[START Stored records]

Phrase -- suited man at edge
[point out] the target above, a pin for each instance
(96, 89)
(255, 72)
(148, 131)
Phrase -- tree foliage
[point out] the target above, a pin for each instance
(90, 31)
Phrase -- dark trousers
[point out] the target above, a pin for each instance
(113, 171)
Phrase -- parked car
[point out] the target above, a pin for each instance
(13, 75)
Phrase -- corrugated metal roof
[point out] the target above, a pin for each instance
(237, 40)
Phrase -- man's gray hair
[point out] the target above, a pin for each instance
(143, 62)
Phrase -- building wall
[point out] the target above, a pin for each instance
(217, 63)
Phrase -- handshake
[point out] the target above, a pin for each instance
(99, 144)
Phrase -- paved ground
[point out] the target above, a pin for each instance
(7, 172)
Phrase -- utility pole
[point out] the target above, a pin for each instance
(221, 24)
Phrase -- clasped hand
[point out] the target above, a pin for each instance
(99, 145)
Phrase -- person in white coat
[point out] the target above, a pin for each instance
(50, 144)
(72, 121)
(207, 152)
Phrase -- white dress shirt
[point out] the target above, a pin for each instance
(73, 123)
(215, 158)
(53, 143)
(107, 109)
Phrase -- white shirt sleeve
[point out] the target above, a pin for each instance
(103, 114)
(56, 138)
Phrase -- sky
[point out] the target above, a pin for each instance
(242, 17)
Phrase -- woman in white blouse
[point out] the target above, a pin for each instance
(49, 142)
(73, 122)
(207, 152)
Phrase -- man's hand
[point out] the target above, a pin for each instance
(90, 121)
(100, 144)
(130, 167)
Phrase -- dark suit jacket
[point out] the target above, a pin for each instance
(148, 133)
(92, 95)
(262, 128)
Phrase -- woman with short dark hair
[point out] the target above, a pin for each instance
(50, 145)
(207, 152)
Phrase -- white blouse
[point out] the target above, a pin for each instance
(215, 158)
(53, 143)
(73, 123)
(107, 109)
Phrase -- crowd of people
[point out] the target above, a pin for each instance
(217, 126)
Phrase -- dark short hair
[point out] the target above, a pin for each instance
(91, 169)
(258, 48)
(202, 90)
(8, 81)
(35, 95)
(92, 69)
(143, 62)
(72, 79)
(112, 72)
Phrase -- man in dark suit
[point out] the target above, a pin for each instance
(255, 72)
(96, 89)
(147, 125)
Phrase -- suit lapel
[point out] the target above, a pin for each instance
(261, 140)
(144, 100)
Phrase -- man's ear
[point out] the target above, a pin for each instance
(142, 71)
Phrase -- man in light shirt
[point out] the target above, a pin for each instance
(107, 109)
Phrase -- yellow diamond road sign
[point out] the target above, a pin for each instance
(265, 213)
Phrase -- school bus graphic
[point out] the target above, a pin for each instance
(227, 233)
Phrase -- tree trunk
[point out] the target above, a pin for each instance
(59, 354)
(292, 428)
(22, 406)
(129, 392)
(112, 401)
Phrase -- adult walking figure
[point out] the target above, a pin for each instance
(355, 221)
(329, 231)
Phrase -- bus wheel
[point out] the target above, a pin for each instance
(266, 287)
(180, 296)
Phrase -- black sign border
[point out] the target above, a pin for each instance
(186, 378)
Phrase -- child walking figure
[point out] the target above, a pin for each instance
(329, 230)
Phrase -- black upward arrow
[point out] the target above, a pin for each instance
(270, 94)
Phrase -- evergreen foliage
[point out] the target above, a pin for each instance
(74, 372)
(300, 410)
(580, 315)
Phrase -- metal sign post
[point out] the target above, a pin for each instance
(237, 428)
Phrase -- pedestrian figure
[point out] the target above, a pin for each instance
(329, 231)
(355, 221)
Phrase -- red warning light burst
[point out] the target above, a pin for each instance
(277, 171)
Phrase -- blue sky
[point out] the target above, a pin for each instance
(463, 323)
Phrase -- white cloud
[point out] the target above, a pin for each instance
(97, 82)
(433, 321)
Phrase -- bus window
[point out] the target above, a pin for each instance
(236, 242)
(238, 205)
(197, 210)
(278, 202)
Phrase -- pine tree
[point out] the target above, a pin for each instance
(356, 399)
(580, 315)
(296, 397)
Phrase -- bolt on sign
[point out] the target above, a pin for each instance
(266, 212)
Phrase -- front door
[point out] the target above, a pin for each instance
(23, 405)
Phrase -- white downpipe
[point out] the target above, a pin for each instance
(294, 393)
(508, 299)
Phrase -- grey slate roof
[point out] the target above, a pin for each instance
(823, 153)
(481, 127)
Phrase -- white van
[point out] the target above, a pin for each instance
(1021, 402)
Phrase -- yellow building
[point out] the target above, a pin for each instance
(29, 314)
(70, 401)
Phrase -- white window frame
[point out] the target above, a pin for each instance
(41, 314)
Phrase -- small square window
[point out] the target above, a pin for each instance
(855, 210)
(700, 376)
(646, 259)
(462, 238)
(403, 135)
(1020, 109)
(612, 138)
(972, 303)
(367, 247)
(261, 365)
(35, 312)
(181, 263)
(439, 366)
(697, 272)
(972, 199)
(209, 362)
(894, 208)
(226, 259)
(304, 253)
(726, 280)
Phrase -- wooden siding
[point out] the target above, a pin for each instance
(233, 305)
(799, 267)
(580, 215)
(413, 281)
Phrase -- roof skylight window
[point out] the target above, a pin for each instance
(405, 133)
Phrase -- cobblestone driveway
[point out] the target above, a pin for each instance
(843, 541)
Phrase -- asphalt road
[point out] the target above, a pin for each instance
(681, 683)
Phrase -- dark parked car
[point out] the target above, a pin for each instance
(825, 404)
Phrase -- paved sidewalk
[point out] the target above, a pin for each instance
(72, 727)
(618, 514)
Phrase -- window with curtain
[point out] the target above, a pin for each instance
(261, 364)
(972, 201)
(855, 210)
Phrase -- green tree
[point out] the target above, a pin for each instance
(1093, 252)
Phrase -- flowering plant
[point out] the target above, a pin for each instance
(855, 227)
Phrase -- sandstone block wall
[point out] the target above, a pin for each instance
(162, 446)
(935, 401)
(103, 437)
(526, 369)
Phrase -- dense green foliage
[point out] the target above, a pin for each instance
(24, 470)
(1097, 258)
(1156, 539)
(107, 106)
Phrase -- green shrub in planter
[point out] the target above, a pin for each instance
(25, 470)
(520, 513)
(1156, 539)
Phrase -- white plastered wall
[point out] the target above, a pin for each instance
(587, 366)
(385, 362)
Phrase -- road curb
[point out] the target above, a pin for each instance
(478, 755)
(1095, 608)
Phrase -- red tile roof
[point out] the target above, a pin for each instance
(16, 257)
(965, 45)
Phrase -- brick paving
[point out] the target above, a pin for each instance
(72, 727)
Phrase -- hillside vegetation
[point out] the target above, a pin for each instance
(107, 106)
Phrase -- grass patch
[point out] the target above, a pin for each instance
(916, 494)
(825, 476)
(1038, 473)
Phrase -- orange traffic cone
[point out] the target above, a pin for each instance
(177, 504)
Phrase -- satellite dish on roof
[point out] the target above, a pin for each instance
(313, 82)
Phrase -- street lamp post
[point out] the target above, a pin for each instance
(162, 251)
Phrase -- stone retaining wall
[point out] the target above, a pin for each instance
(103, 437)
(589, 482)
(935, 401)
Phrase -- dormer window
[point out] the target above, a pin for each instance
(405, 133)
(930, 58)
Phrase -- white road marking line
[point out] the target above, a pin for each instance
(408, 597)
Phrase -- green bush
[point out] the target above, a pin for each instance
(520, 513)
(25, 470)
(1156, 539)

[END Stored records]

Type the whole listing again, unaltered.

## Task answer
Phrase -- suited man at edge
[point out] the target above, a pin for each instance
(96, 89)
(255, 72)
(148, 131)
Phrase -- tree foliage
[point out] the target above, a pin for each instance
(90, 31)
Phrase -- dark trousers
[point out] the target above, a pin for each instance
(113, 171)
Phrase -- parked car
[point out] the target above, a pin for each instance
(13, 75)
Phrase -- corrugated metal roof
[point out] the target above, a pin for each instance
(237, 40)
Phrase -- man's gray hair
[point out] the target above, a pin for each instance
(143, 62)
Phrase -- building wall
[point out] the target above, a pin for each instance
(217, 63)
Phrase -- handshake
[point out] the target above, a pin for each instance
(99, 144)
Phrase -- paved ground
[point out] the target above, a pin for each instance
(7, 172)
Phrase -- utility pole
[point out] the target above, a pin for each instance
(221, 24)
Phrase -- clasped hand
[point out] the target above, a pin for each instance
(99, 145)
Phrase -- person in white coat
[point out] the target above, a pin for each instance
(50, 144)
(72, 121)
(207, 152)
Phrase -- white dress shirt
[point out] the target above, a pin for each instance
(73, 123)
(215, 158)
(53, 143)
(107, 109)
Phrase -- white shirt sleeve
[point out] the target above, a pin for each instance
(103, 114)
(56, 138)
Phrase -- sky
[point out] the target above, a pin for each instance
(242, 17)
Phrase -- woman in white blouse
[point out] the target above, a pin for each instance
(49, 142)
(73, 122)
(207, 152)
Phrase -- man's hand
[point out] the target above, a pin for each instance
(90, 121)
(100, 144)
(130, 167)
Phrase -- dark suit jacket
[point out] the target above, a pin for each instance
(148, 133)
(92, 95)
(262, 128)
Phrase -- woman with short dark hair
[point out] the target above, a pin for each instance
(50, 145)
(207, 152)
Phrase -- white blouse
[point out] the target above, a pin for each instance
(215, 158)
(53, 143)
(73, 123)
(107, 109)
Phrase -- crowd of people
[point out] the target above, a pin for each instance
(217, 126)
Phrase -- dark short hair
[point out] the target above, a pin for each instance
(91, 169)
(258, 48)
(202, 90)
(8, 81)
(35, 95)
(92, 69)
(143, 62)
(72, 79)
(112, 72)
Phrase -- man in dark suit
[point out] the target above, a pin for each instance
(255, 72)
(96, 89)
(147, 125)
Phrase -- suit lapel
[point out] the target above, a pin for each instance
(261, 140)
(144, 100)
Phrase -- man's ear
[point out] the target above, a pin for each instance
(142, 71)
Phrase -- man in light shirt
[point out] the target above, a pin for each instance
(107, 109)
Phrase -- yellow diamond road sign
[point out] the target above, a pin for each instance
(265, 213)
Phrase -- school bus graphic
[point out] the target above, a pin for each instance
(227, 233)
Phrase -- tree trunk
[point out] the target above, a pin for each instance
(59, 354)
(292, 428)
(22, 406)
(129, 392)
(112, 401)
Phrase -- adult walking figure
[point out] the target above, a pin for each instance
(355, 221)
(329, 231)
Phrase -- bus wheel
[point out] the target above, a pin for each instance
(266, 287)
(180, 296)
Phrase -- black sign border
[point out] the target above, a pin for each instance
(186, 378)
Phrase -- child walking figure
[point out] the target above, a pin for each instance
(329, 230)
Phrase -- black upward arrow
[point out] the target above, a pin for each instance
(270, 94)
Phrase -- evergreen foliage
[point out] the target above, a pin for each instance
(74, 372)
(300, 410)
(580, 315)
Phrase -- metal sign post
[point out] the target above, a pin for each instance
(237, 428)
Phrase -- pedestrian figure
[point out] the target above, a pin for each instance
(329, 231)
(355, 221)
Phrase -- red warning light burst
[point out] the target above, a pin for each instance
(277, 171)
Phrase -- blue sky
[point out] the target above, a pin for each instance
(463, 323)
Phrase -- white cloud
[point out] the target above, a pin for each instance
(97, 82)
(433, 321)
Phrase -- bus window
[point out] the target above, a pin for each instance
(236, 242)
(238, 205)
(197, 210)
(278, 202)
Phrase -- pine tree
[point out] the target above, a pin for each instance
(356, 399)
(580, 315)
(296, 397)
Phrase -- bolt on sign
[point out] the target above, a pin for each instance
(266, 212)
Phrase -- front door
[point out] the target above, a pin for each instance
(23, 405)
Phrase -- white downpipe
[point out] the target above, a pin for each instance
(294, 393)
(508, 299)
Phrase -- grey slate roof
[point out] the target above, a pin for each instance
(823, 153)
(481, 127)
Phrase -- white van
[point out] the target above, a pin for each instance
(1021, 402)
Phrase -- yellow building
[point out] the target above, a pin for each instance
(29, 314)
(70, 401)
Phrase -- white window frame
[point out] the target above, a pin for each instance
(41, 314)
Phrase -- small square window
[point out] the target above, a pin for each instance
(855, 210)
(700, 376)
(646, 259)
(462, 238)
(403, 135)
(1020, 109)
(612, 138)
(972, 303)
(367, 247)
(261, 365)
(35, 312)
(181, 263)
(439, 366)
(697, 272)
(972, 199)
(209, 362)
(894, 208)
(226, 259)
(304, 253)
(726, 280)
Phrase -- wooden siding
[point out] the target above, a pin for each instance
(233, 305)
(799, 267)
(580, 215)
(413, 281)
Phrase -- roof skylight window
[point out] the target above, a pin for each instance
(405, 133)
Phrase -- cobblestone driveway
[point out] the target above, a pin for each instance
(843, 541)
Phrase -- asphalt road
[point out] the target above, a pin for each instance
(681, 683)
Phrase -- dark parked car
[point out] the target above, a pin for each instance
(825, 404)
Phrase -- paved sidewalk
[point out] the target above, a pin for each instance
(72, 727)
(618, 514)
Phrase -- window with curtain
[point out] the target above, a pin for each instance
(261, 364)
(972, 201)
(855, 210)
Phrase -- green tree
[point out] the target above, a pin for each instance
(1093, 252)
Phrase -- flowering plant
[point out] the target above, a pin for each instance
(855, 227)
Phrase -- sandstone block wall
[point out] the target above, a pin for each instance
(162, 446)
(935, 401)
(103, 437)
(526, 369)
Phrase -- dense green foliage
[point out] the target above, a pin for each instance
(24, 470)
(1097, 258)
(1156, 539)
(107, 106)
Phrase -- green shrub in planter
[point out] the target above, a pin for each instance
(25, 470)
(520, 513)
(1156, 539)
Phrase -- white plastered wall
[point out] the target above, a pin for each instance
(587, 366)
(385, 362)
Phrase -- road curb
[point out] the target above, a pin for each instance
(478, 755)
(1095, 608)
Phrase -- red tile roof
[point out] the target above, a pin for each instance
(16, 257)
(965, 45)
Phrase -- brick paving
[point out] the target above, a pin for each instance
(72, 727)
Phrase -- hillside vegetation
[point out] the target above, a pin for each instance
(107, 106)
Phrase -- grass patch
[point out] the target above, a pin for each instance
(916, 494)
(825, 476)
(1038, 473)
Phrase -- orange traffic cone
[point out] the target above, a pin for each instance
(177, 504)
Phrase -- satellite dish on roof
[point out] the target above, a pin for each instance
(313, 82)
Phrase -- street lamp post
[point out] the target above, a pin for each instance
(162, 251)
Phrase -- stone retaining wall
[point out] the target above, a pin for each instance
(103, 437)
(589, 482)
(935, 401)
Phrase -- dormer window
[point out] the target above, a pin for each instance
(405, 133)
(930, 58)
Phrase -- white road marking line
[point out] the target above, a pin for each instance
(408, 597)
Phrase -- green bush
[point out] the target above, a pin for each instance
(520, 513)
(25, 470)
(1156, 539)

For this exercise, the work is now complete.